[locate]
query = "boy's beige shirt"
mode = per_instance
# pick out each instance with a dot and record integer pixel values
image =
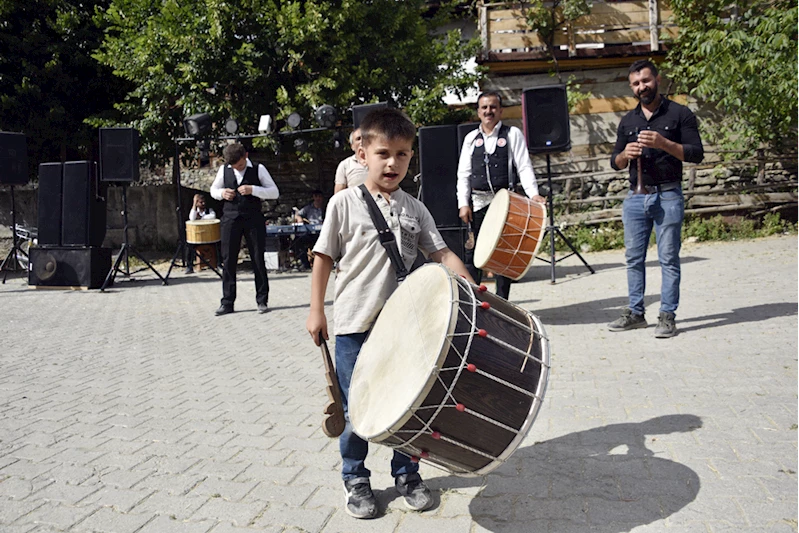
(365, 277)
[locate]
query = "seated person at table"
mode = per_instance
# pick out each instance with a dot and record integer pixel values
(312, 213)
(198, 212)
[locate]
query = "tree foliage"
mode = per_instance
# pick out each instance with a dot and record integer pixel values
(247, 58)
(547, 18)
(736, 57)
(49, 82)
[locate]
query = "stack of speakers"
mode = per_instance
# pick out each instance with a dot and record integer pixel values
(72, 214)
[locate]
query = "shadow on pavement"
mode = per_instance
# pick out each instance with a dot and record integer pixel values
(595, 312)
(604, 480)
(540, 270)
(755, 313)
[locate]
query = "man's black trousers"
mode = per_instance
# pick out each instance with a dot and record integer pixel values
(252, 228)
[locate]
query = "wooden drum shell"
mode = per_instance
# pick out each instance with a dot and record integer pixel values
(510, 235)
(203, 231)
(501, 399)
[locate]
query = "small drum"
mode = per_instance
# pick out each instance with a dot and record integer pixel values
(203, 231)
(450, 374)
(510, 235)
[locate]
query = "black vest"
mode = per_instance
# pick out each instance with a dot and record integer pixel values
(500, 164)
(241, 205)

------------

→ **OBJECTIVE**: The records above must be transcribed exactly. Pictures are left out of the copy.

→ **OUTPUT OF THE TASK**:
[locate]
query = "boy's beige shirt"
mode = per_instance
# pick out each instance with a dot and record integer pixel values
image =
(365, 277)
[locate]
query = "seated person at table"
mode = per_instance
# pick out each instance with a dot and record integer pixel values
(312, 213)
(198, 212)
[locate]
query = "tree foliage"
mode = per_instance
# pick out each instance with a dot and record integer pixel values
(247, 58)
(547, 18)
(736, 57)
(49, 82)
[locate]
query = "stack of speakers"
mode = per_instance
# pick out each instance with a dot and record integer pixel values
(72, 214)
[locate]
query = "shadow on pavement"
mode = per_instance
# pick out each instance with a dot and record integer pixel values
(595, 312)
(604, 480)
(540, 270)
(755, 313)
[locate]
query = "man's black trousers"
mode = per_instance
# pick out each instance with a dot and record integer pixel values
(252, 228)
[locate]
query = "wooden drum shell"
mode = per_instance
# pick out each instance with a dot and record integer pixel values
(510, 235)
(203, 231)
(501, 399)
[locate]
query = "small drum"
mode = per_instance
# pick out each instance with a dot and record integer pixel values
(203, 231)
(450, 374)
(510, 235)
[locate]
query = "black vest"
mode = per_instance
# pick out each instance with a dot and record integer pixel values
(500, 164)
(241, 205)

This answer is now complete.